··· EXCERPT
Duncan to Congress: Giving States Flexibility is Working

Secretary Duncan testifies at Senate Hearing

Secretary Arne Duncan testified on Capitol Hill Thursday during a hearing on ESEA flexibility. Official Department of Education photo by Leslie Williams.

States and their schools are breaking free from the restrictions of No Child Left Behind and pursuing new and better ways to prepare and protect all students, Education Secretary Arne Duncan told a Senate committee Thursday.

In a hearing before the Senate Health, Education, Labor and Pensions Committee, Duncan promoted the value of providing flexibility to states under the No Child Left Behind (NCLB) law, which the Department of Education began offering in 2011. Duncan said that granting states new flexibility through waivers was not his first choice—he would have preferred that Congress reauthorize, or amend the law instead. But in light of congressional gridlock over reauthorization, Duncan said that he was “not willing to stand by idly and do nothing while students and educators continue to suffer under NCLB.”

NCLB is the latest reauthorization of the Elementary and Secondary Education Act (ESEA). And Duncan said that NCLB has become a well-intended, but overly-prescriptive law that created incentives to lower standards, encouraged teaching to the test, mislabeled many schools as failures, and prescribed a one-size-fits-all accountability system that failed to support local solutions and innovation. With ESEA years overdue for congressional reauthorization, the Obama Administration sent Congress a Blueprint for Reform of ESEA in 2010.

Nearly two years later, after Congress failed to authorize ESEA, the Administration offered states the chance to pursue waivers to NCLB in September 2011. Duncan told the committee that “providing waivers was always, always our plan B.”

In his testimony, and during questions from the Committee, Duncan outlined in detail the ways in which the waiver approach, or “ESEA Flexibility,” – has strengthened accountability for at-risk students, improved evaluation and professional development for teachers and principals, and unleashed a wave of  state-led innovation.
······
··· EXTRACTED ENTRIES
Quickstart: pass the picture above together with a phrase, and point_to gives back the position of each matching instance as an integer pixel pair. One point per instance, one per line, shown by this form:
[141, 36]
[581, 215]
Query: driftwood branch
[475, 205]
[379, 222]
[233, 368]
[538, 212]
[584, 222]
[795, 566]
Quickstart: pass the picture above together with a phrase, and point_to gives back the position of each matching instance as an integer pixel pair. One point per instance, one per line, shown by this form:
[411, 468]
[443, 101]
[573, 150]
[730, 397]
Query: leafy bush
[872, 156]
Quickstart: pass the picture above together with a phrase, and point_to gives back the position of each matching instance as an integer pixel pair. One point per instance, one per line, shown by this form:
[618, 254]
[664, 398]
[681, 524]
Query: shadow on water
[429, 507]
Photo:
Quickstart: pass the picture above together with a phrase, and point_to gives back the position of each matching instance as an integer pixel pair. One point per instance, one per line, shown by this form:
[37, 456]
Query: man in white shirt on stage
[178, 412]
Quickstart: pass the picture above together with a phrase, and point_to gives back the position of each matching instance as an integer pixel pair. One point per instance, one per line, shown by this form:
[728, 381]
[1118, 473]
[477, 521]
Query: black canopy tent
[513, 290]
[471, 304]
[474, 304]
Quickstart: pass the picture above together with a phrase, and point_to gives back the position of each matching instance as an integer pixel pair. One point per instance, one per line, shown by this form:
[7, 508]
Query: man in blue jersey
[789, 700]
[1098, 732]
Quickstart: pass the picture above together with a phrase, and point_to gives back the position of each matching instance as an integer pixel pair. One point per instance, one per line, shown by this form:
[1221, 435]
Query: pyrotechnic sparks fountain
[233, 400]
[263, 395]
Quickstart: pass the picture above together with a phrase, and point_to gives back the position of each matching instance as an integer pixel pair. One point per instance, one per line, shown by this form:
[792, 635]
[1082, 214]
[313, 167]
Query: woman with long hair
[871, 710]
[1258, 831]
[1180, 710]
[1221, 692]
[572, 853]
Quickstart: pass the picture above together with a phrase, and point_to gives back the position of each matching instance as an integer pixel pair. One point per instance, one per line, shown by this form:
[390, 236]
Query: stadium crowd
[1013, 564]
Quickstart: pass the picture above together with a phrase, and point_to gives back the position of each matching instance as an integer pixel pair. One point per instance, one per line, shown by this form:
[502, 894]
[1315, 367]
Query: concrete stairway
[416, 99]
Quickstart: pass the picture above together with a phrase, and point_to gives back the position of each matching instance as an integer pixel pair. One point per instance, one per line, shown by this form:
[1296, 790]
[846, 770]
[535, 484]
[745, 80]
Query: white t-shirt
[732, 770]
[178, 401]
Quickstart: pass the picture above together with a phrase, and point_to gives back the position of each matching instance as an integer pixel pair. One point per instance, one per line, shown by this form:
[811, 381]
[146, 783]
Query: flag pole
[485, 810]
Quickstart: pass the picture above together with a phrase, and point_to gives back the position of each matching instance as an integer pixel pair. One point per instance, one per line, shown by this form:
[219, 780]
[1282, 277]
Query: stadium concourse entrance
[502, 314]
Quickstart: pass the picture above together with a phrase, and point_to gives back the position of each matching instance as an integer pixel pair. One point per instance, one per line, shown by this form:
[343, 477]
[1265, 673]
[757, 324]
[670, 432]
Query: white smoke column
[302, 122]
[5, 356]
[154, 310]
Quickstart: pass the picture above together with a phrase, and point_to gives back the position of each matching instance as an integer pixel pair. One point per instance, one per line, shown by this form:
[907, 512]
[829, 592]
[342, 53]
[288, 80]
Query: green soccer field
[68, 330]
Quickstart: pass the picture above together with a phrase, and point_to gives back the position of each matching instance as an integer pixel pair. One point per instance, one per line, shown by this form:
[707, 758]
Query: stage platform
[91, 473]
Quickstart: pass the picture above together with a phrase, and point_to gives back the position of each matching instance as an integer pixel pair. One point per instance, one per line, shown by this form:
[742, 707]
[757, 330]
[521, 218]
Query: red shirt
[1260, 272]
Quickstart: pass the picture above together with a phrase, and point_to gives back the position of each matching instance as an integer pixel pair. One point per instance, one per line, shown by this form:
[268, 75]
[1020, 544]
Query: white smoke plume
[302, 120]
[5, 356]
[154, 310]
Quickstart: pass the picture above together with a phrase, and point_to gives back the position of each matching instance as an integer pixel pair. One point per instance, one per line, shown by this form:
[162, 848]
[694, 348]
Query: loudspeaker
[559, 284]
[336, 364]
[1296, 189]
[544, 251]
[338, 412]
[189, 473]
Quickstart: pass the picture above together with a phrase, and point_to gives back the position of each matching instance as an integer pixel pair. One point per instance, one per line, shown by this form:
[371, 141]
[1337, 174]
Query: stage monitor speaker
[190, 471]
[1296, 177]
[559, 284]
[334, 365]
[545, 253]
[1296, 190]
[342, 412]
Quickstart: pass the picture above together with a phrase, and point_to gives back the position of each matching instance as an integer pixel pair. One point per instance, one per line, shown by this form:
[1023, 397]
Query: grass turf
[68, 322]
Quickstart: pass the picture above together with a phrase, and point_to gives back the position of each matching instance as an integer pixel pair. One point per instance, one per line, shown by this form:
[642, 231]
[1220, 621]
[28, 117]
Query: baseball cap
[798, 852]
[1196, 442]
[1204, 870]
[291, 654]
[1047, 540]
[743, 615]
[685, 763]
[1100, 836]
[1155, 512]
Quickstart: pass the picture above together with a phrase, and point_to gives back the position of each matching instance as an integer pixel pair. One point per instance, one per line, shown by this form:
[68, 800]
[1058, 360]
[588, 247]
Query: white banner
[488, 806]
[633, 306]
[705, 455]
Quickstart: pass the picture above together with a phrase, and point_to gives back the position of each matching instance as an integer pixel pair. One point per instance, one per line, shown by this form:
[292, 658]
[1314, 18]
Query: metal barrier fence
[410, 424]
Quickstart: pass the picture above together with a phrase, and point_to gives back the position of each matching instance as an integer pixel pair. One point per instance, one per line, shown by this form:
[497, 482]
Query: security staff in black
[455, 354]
······
» **EXERCISE TASK**:
Revise the article on Duncan's Senate testimony from "Duncan to Congress: Giving" up to and including "by Leslie Williams.", putting "Wednesday" wherever "Thursday" appears. Rely only on the text for what comes next, not on the entries.

» **OUTPUT OF THE EXERCISE**:
Duncan to Congress: Giving States Flexibility is Working

Secretary Duncan testifies at Senate Hearing

Secretary Arne Duncan testified on Capitol Hill Wednesday during a hearing on ESEA flexibility. Official Department of Education photo by Leslie Williams.